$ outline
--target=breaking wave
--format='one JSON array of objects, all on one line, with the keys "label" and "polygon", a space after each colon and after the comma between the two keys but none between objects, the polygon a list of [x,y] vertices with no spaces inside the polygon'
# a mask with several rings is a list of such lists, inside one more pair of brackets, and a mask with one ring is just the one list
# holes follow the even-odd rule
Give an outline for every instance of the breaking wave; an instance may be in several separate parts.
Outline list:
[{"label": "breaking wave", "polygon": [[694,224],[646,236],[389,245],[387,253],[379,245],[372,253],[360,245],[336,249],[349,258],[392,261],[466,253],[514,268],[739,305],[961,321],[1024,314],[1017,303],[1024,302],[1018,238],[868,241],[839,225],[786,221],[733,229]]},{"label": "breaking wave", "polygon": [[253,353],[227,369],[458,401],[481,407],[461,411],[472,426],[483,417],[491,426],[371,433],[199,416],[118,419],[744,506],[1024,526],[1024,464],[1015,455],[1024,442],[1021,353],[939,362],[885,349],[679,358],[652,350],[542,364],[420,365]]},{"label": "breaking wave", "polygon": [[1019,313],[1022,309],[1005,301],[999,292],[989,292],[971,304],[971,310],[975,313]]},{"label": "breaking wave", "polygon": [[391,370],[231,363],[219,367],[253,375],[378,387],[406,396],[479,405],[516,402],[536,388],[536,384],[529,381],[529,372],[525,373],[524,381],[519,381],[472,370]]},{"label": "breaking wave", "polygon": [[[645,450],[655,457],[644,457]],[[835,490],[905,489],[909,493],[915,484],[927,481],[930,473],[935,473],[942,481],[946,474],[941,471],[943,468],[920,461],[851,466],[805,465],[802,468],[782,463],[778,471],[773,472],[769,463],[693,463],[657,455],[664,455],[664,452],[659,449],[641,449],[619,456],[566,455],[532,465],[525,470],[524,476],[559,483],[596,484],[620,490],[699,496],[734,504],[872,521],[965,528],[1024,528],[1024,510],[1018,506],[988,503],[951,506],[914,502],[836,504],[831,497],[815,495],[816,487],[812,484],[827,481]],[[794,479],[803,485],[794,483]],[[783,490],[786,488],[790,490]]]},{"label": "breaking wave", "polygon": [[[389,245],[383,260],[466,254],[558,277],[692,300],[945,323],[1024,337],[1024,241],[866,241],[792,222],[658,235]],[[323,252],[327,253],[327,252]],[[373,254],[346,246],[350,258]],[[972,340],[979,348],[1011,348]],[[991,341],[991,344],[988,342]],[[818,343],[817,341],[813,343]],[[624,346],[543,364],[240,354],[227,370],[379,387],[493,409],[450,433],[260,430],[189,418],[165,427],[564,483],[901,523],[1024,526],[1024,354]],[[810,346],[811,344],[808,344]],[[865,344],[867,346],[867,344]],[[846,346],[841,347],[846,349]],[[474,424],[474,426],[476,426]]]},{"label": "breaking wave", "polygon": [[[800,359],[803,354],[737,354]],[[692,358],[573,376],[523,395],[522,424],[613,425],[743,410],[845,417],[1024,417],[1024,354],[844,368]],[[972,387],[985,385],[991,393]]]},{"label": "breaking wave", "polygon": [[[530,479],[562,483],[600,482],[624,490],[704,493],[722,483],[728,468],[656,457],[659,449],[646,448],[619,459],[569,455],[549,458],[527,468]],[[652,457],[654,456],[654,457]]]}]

━━━━━━━━━━━━━━━━━━━━━━━━━━━━━━

• What you need to do: Only an exact copy of the listing above, from its first line up to and including the line with "Give an outline", counts as the answer.

• Solution to this exercise:
$ outline
--target=breaking wave
--format='one JSON array of objects, all on one line, with the keys "label" and "polygon", a space after each colon and after the comma between the two keys but none between objects, the polygon a list of [x,y] vertices with no spaces inside the polygon'
# a mask with several rings is a list of such lists, inside one more pair of brackets, and a mask with one ring is just the one list
# holes follow the even-odd rule
Give an outline for every instance of the breaking wave; an instance may be in several separate parts.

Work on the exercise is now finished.